» **Stated task**
Turn every line of the records below into a JSON list of strings, one string per line, omitting blank lines.

» **Saved data entries**
_____

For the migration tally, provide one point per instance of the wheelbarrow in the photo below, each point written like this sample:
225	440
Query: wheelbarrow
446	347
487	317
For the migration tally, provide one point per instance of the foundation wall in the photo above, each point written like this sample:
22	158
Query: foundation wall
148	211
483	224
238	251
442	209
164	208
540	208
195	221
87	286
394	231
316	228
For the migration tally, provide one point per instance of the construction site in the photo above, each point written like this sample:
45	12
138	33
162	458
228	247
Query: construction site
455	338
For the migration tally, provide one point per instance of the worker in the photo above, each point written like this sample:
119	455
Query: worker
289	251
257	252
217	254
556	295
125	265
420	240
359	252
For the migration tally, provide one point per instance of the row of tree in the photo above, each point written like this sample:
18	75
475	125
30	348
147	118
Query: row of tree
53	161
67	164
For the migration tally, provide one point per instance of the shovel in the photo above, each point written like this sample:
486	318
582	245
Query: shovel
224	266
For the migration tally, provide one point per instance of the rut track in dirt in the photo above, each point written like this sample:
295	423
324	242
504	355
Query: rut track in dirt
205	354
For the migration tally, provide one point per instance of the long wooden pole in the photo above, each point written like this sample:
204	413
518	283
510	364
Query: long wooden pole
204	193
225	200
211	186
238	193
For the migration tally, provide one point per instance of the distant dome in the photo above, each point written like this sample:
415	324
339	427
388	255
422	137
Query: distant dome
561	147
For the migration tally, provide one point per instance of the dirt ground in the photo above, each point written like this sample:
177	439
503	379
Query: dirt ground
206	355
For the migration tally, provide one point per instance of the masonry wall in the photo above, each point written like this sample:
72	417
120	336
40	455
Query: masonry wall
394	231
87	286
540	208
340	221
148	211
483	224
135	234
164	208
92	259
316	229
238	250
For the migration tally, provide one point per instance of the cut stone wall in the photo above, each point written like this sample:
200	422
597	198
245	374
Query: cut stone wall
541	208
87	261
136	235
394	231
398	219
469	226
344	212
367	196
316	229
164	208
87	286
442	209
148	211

_____

» **Correct output**
[
  "For the migration tally, provide one point per instance of the wheelbarrow in the photo below, each point written like this sample:",
  "225\t440",
  "Query: wheelbarrow",
  "446\t347",
  "487\t317",
  "For the migration tally, provide one point per instance of the foundation wall in the photo above, each point written like this sample:",
  "22\t158",
  "Query: foundation wall",
  "148\t211",
  "483\t224",
  "238\t251",
  "442\t209",
  "164\t208",
  "540\t208",
  "195\t221",
  "87\t286",
  "394\t231",
  "316\t228",
  "For the migration tally, provide one point per instance of the construction site in the photo above, each point written like this sample:",
  "45\t12",
  "138\t33",
  "162\t458",
  "228\t247",
  "Query: construction site",
  "455\t338",
  "For the migration tally, provide one point per instance of the worker in the photo above, each point written like this sample:",
  "119\t455",
  "Query: worker",
  "289\t251",
  "257\t252",
  "217\t254",
  "556\t295",
  "125\t265",
  "420\t240",
  "359\t252",
  "For the migration tally, provide one point per instance of the row of tree in the photo above, each point written like this sample:",
  "18\t75",
  "475\t125",
  "30\t348",
  "147\t118",
  "Query: row of tree",
  "53\t161",
  "67\t164",
  "For the migration tally, provide one point per instance of the shovel in the photo above, each point written like this sample:",
  "486\t318",
  "582\t245",
  "Query: shovel",
  "224\t266",
  "For the migration tally, provide one point per instance of the rut track in dirt in the photo above, each point written like this sample:",
  "295\t423",
  "324\t242",
  "504\t355",
  "Query: rut track in dirt",
  "205\t354",
  "For the migration tally, provide one point per instance of the long wooden pole in the photo above, each point written like this sample:",
  "204\t413",
  "518\t283",
  "510\t364",
  "Query: long wooden pole",
  "204\t193",
  "225\t200",
  "211\t186",
  "238\t193",
  "For the migration tally, provide one point per instance of the distant dome in the photo above, each point written like this sample:",
  "415\t324",
  "339\t427",
  "388\t255",
  "422\t137",
  "Query: distant dome",
  "561\t147",
  "For the migration tally, provide one point per instance of the dirt ground in the photo above, each point written like this sample:",
  "177\t439",
  "503\t379",
  "Query: dirt ground",
  "206\t355",
  "For the migration tally, provide one point per instance of the masonry wall in the photo above, each point written like this sample:",
  "72\t417",
  "120\t336",
  "40\t455",
  "Query: masonry wall",
  "394\t231",
  "87\t286",
  "540\t208",
  "340\t221",
  "148\t211",
  "483\t224",
  "135\t234",
  "164\t208",
  "92\t259",
  "316\t229",
  "238\t250",
  "For the migration tally, provide one point per instance of the cut stone wall in the photo above, each point written like this sample:",
  "200\t422",
  "597\t198",
  "245\t374",
  "Query: cut stone wall",
  "541\t208",
  "87\t261",
  "136\t235",
  "394\t231",
  "398\t219",
  "469\t226",
  "344\t212",
  "367\t196",
  "316\t229",
  "164\t208",
  "87\t286",
  "442\t209",
  "148\t211"
]